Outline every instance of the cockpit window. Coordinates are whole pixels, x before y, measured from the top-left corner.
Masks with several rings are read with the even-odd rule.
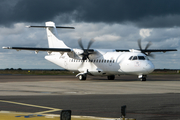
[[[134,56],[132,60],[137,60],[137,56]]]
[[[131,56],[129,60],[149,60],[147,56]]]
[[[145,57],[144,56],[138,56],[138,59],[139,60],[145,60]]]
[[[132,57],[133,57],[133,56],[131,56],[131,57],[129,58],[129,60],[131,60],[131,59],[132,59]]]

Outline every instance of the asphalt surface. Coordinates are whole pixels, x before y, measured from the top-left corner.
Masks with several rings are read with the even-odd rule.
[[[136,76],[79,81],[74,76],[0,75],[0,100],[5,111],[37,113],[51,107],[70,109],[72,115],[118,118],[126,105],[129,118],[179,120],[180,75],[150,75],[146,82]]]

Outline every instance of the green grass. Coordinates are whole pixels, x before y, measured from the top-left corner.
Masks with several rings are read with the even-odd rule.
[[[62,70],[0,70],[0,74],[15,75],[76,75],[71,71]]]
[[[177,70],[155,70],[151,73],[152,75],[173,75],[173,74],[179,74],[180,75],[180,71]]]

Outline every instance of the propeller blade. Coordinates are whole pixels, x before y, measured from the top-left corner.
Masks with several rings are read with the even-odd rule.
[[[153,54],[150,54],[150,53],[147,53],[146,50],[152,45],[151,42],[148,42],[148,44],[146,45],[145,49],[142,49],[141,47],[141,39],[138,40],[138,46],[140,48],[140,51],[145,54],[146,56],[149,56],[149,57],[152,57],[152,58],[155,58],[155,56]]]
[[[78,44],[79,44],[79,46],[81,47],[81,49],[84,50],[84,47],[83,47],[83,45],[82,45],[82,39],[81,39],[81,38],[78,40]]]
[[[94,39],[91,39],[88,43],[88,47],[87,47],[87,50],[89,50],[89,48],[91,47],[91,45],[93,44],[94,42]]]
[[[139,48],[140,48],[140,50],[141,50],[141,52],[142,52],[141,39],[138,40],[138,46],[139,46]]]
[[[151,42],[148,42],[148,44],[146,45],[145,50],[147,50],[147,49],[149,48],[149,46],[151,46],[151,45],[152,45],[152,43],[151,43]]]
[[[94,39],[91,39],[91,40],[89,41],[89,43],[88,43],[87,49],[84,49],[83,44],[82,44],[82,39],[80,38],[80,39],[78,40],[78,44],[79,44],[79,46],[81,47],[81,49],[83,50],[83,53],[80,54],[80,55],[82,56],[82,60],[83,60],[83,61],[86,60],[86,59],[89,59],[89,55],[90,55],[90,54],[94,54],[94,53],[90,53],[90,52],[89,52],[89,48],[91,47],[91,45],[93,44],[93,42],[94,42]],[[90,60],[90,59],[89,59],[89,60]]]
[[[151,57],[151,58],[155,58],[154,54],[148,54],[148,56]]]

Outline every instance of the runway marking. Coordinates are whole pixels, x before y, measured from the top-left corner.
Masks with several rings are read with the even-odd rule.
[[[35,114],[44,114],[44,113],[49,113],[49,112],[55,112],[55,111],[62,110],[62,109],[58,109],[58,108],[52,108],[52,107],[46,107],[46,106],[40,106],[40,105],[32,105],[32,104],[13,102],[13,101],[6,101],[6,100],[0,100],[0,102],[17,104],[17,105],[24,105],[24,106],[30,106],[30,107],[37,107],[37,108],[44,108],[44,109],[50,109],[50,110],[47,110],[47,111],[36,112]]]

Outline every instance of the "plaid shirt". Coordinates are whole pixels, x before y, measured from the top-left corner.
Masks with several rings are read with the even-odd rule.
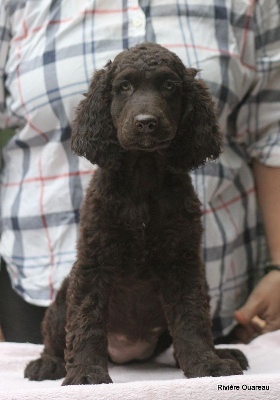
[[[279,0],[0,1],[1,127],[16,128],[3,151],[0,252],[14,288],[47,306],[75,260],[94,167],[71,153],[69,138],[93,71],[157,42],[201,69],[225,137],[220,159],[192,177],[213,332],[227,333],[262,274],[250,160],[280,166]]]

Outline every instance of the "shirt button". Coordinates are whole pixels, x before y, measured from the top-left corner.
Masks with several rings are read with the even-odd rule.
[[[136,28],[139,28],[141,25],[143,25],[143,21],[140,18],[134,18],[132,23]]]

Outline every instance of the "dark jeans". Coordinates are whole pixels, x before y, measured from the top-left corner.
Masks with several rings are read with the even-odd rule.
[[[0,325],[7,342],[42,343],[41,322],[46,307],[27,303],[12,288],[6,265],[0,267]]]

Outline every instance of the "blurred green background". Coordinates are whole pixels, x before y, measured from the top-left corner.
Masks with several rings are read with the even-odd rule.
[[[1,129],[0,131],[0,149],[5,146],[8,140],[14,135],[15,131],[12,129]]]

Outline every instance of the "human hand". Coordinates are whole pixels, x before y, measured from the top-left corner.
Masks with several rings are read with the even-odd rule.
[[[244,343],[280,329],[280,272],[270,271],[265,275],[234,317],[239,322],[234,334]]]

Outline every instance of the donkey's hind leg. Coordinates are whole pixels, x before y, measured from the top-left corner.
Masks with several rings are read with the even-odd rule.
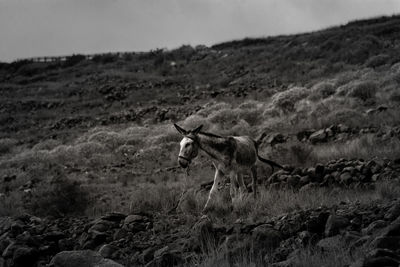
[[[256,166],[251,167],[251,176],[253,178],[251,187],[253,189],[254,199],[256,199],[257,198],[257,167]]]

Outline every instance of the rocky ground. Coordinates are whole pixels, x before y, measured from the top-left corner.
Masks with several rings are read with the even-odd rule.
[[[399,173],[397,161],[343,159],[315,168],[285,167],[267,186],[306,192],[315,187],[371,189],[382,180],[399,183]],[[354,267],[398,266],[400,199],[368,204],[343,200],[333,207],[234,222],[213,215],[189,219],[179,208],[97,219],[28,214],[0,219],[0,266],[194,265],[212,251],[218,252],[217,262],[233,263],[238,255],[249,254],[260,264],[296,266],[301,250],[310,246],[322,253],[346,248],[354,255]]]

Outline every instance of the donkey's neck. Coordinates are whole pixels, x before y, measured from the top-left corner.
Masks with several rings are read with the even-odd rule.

------------------------------------------------------------------------

WORK TASK: The listing should be transcribed in full, exactly, and without its pictures.

EXERCISE RESPONSE:
Outline every instance of the cockpit window. Coordinates are whole pixels, x before y, measured from the top-left corner.
Masks with several rings are read with the even-odd rule.
[[[134,56],[132,60],[137,60],[137,56]]]
[[[131,56],[129,60],[149,60],[147,56]]]
[[[145,57],[144,56],[138,56],[138,59],[139,60],[145,60]]]
[[[132,57],[133,57],[133,56],[131,56],[131,57],[129,58],[129,60],[131,60],[131,59],[132,59]]]

Outline every instance of the asphalt surface. Coordinates are whole pixels, x before y, measured from the top-left corner.
Masks with several rings are read with the even-odd rule.
[[[136,76],[79,81],[74,76],[0,75],[0,100],[5,111],[37,113],[51,107],[70,109],[72,115],[118,118],[126,105],[129,118],[179,120],[180,75],[150,75],[146,82]]]

Outline every instance of the green grass. Coordinates are whole pixels, x before y, measured from the top-left corner.
Masks with several rings are read with the even-odd rule.
[[[62,70],[0,70],[0,74],[15,75],[76,75],[71,71]]]
[[[177,70],[155,70],[151,73],[152,75],[173,75],[173,74],[179,74],[180,75],[180,71]]]

Outline every instance of the propeller blade. Coordinates are whole pixels, x before y, measured from the top-left corner.
Masks with several rings are read with the even-odd rule.
[[[153,54],[150,54],[150,53],[147,53],[146,50],[152,45],[151,42],[148,42],[148,44],[146,45],[145,49],[142,49],[141,47],[141,39],[138,40],[138,46],[140,48],[140,51],[145,54],[146,56],[149,56],[149,57],[152,57],[152,58],[155,58],[155,56]]]
[[[78,44],[79,44],[79,46],[81,47],[81,49],[84,50],[84,47],[83,47],[83,45],[82,45],[82,39],[81,39],[81,38],[78,40]]]
[[[94,39],[91,39],[88,43],[88,47],[87,47],[87,50],[89,50],[89,48],[91,47],[91,45],[93,44],[94,42]]]
[[[139,48],[140,48],[140,50],[141,50],[141,52],[142,52],[141,39],[138,40],[138,46],[139,46]]]
[[[151,42],[148,42],[148,44],[146,45],[145,50],[147,50],[147,49],[149,48],[149,46],[151,46],[151,45],[152,45],[152,43],[151,43]]]
[[[94,39],[91,39],[91,40],[89,41],[89,43],[88,43],[87,49],[84,49],[83,44],[82,44],[82,39],[80,38],[80,39],[78,40],[78,44],[79,44],[79,46],[81,47],[81,49],[83,50],[83,53],[80,54],[80,55],[82,56],[82,60],[83,60],[83,61],[86,60],[86,59],[89,59],[89,55],[90,55],[90,54],[94,54],[94,53],[90,53],[90,52],[89,52],[89,48],[91,47],[91,45],[93,44],[93,42],[94,42]],[[90,60],[90,59],[89,59],[89,60]]]
[[[151,57],[151,58],[155,58],[154,54],[148,54],[148,56]]]

Outline every instance of the runway marking. Coordinates are whole pixels, x before y, measured from the top-left corner.
Masks with several rings are read with the even-odd rule.
[[[35,114],[44,114],[44,113],[49,113],[49,112],[55,112],[55,111],[62,110],[62,109],[58,109],[58,108],[52,108],[52,107],[46,107],[46,106],[40,106],[40,105],[32,105],[32,104],[13,102],[13,101],[6,101],[6,100],[0,100],[0,102],[17,104],[17,105],[24,105],[24,106],[30,106],[30,107],[37,107],[37,108],[44,108],[44,109],[50,109],[50,110],[47,110],[47,111],[36,112]]]

Outline every instance of the "plaid shirt". Coordinates are whole pixels, x before y, measured from the top-left corner.
Masks with several rings are read with the even-odd rule.
[[[279,0],[0,1],[1,127],[16,128],[3,151],[0,252],[14,288],[47,306],[75,260],[94,167],[71,153],[69,138],[93,71],[157,42],[201,69],[225,137],[220,159],[192,177],[213,332],[227,333],[262,274],[250,160],[280,166]]]

Outline every instance of the "shirt button". Coordinates are whole pixels, x before y, measured from the top-left corner.
Masks with several rings are read with the even-odd rule.
[[[136,28],[139,28],[141,25],[143,25],[143,21],[140,18],[134,18],[132,23]]]

Outline every instance of the "dark jeans". Coordinates are whole pixels, x before y, measured from the top-left corner.
Masks with several rings are read with the even-odd rule.
[[[0,325],[7,342],[42,343],[41,322],[46,307],[27,303],[12,288],[6,265],[0,267]]]

Outline every instance of the "blurred green background". Coordinates are whole pixels, x before y, measured from the top-left corner.
Masks with several rings are read with the even-odd rule.
[[[1,129],[0,131],[0,149],[5,146],[8,140],[14,135],[15,131],[12,129]]]

Outline every instance of the "human hand". Coordinates are whole pixels, x before y, measured from the top-left corner.
Masks with several rings are read with the even-odd rule.
[[[244,343],[280,329],[280,272],[270,271],[265,275],[234,317],[239,322],[234,334]]]

Outline every instance of the donkey's hind leg. Coordinates are whole pixels, x before y, measured from the top-left corner.
Masks with several rings are read with the even-odd rule.
[[[256,166],[251,167],[251,176],[253,178],[251,187],[253,189],[254,199],[256,199],[257,198],[257,167]]]

Outline every instance of the rocky ground. Coordinates are whole pixels, x before y, measured from the top-left corner.
Masks with several rings are read with the even-odd rule.
[[[399,173],[397,161],[343,159],[315,168],[285,167],[267,186],[306,192],[315,187],[371,189],[382,180],[399,183]],[[354,267],[398,266],[400,199],[368,204],[343,200],[333,207],[234,222],[213,215],[189,219],[179,208],[97,219],[28,214],[0,219],[0,266],[194,265],[212,251],[218,252],[217,262],[233,263],[238,255],[249,254],[260,264],[296,266],[301,250],[310,246],[322,253],[346,248],[354,255]]]

Outline every instance of the donkey's neck. Coordinates are whole pixels, x before y, measured from the top-left corner.
Masks with several rings are read with the even-odd rule.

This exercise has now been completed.